It can prove to be a crucial ingredient in several teas, cheeses, oils and liquors. Furthermore, its essential oil is widely used in the cosmetic industry as an ingredient in soaps and perfumes.
When it comes to medical uses, the leaves help in treating skin rashes, rheumatism and earaches. In addition, both leaf and bark are used in treating fever, nausea, vomiting, diarrhoea, body odour, anaemia and colic because of their carminative, stimulant, aromatic, and astringent properties. Seeds of Laurus nobilis, when mixed with honey or sugar, are used to combat cough and dysentery in children.
The aqueous extract of Laurus nobilis was compared with that of Allamanda, and it was found that the former had better wound-healing properties. Those animals treated with bay leaf demonstrated a higher number of inflammatory cells and lesser collagen levels in comparison with animals that were treated with Allamanda cathartica.
Ethanol extracts of Laurus nobilis showed potent antioxidant activities. This activity was successfully determined through the evaluation of free-radical scavenging, hydrogen peroxide scavenging, superoxide-anion-radical scavenging, reducing power, and metal-chelating assays. The antioxidant property of the ethanol extract may be due to the presence of phenolic compounds in it.
Bay leaf essential oil demonstrated anticonvulsant activity in mice. Components of this essential oil such as pinene, eugenol and methyl-eugenol are responsible for this activity.
The essential oil derived from the leaf demonstrated strong analgesic and anti-inflammatory activities in mice as well as rats.
Immunostimulant effects of the powder obtained from bay leaves were shown on rainbow trout after administering them dietary constituents.
The essential oil derived from L. nobilis and containing alpha-pinene, beta-ocimene, 1,8-cineol, and beta-pinene constituents was noted for its inhibitory activity in vitro against replication of SARS-CoV and HSV-1.
Ethanolic extract, essential oil, and decoction of L. nobilis were found to have anticholinergic activity towards Acetyl Cholinesterase (AChE) enzyme. Ethanolic fraction of nearly 64% of the bay leaf also demonstrated this inhibitory activity.
Essential oils extracted from the plant’s seeds were shown to have insect-repellent activity against Culex pipiens.

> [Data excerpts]
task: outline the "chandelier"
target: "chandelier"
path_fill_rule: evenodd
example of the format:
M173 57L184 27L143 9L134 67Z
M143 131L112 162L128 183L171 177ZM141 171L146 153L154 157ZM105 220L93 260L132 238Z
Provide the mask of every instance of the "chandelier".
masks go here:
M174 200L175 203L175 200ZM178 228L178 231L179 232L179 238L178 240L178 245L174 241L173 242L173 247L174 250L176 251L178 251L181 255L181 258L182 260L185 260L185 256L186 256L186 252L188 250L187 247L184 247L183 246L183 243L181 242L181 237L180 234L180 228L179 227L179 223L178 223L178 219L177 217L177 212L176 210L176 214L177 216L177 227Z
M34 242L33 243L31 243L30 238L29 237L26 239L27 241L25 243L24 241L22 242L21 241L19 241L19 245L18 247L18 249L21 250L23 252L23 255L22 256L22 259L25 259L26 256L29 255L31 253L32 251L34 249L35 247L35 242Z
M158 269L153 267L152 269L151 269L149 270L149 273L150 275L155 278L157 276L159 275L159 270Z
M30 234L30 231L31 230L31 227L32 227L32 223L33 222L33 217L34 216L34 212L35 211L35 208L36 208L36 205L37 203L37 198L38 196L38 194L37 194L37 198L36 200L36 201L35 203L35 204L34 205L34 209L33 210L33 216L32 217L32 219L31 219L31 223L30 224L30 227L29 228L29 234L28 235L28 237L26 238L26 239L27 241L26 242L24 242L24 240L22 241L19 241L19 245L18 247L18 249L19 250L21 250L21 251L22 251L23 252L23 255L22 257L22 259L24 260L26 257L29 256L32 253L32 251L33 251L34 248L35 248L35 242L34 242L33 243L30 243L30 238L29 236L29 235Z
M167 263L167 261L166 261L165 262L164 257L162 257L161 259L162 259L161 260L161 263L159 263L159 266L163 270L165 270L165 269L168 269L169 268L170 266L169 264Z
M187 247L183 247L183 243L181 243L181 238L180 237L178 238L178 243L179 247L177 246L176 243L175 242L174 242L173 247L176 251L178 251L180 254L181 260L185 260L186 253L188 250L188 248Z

> [Exercise instructions]
**A)** According to the bay leaf passage, what may be responsible for the antioxidant property of the ethanol extract?
**B)** Pick up the bay leaf passage after its final sentence and keep writing it.
These entries come from a source other than the bay leaf passage.

> [Answers per task]
**A)** The presence of phenolic compounds in it.

**B)**
The essential oil derived from the leaf, seed oil and methanolic extract in vitro demonstrated antibacterial activity. That said, methanolic extract of seed oil has far more effective antibacterial activity in comparison with seed oil and essential oil. In another report, the antibacterial activity of essential oil was demonstrated against Staphylococcus intermedius, Staphylococcus aureus and Bacillus subtilis.
Side Effects and Toxicity
Bay leaf, as well as bay leaf oil, are likely to be safe for most individuals in food amounts. There is no possibility of choking with ground bay leaf, as does exist when it comes to the whole leaf. The whole leaf fails to get digested. Therefore, it remains intact while passing through the entire digestive system.
There is not sufficient, reliable information about the safety of the consumption of bay leaf during pregnancy or breastfeeding.
Bay leaf may interfere with the control of blood sugar and may not be safe to use in those with diabetes.
The leaves may slow down the CNS (Central Nervous System). There is a growing concern that it may slow down the CNS to a great extent in combination with anaesthesia and other drugs used during and after surgery. It is recommended to stop the intake of the bay leaf as a medicine at least two weeks prior to a scheduled surgery.
Besides adding flavour to food, bay leaf has a wide array of pharmacological uses from wound healing and antioxidant properties to analgesic, anti-inflammatory, and antimicrobial properties, among others.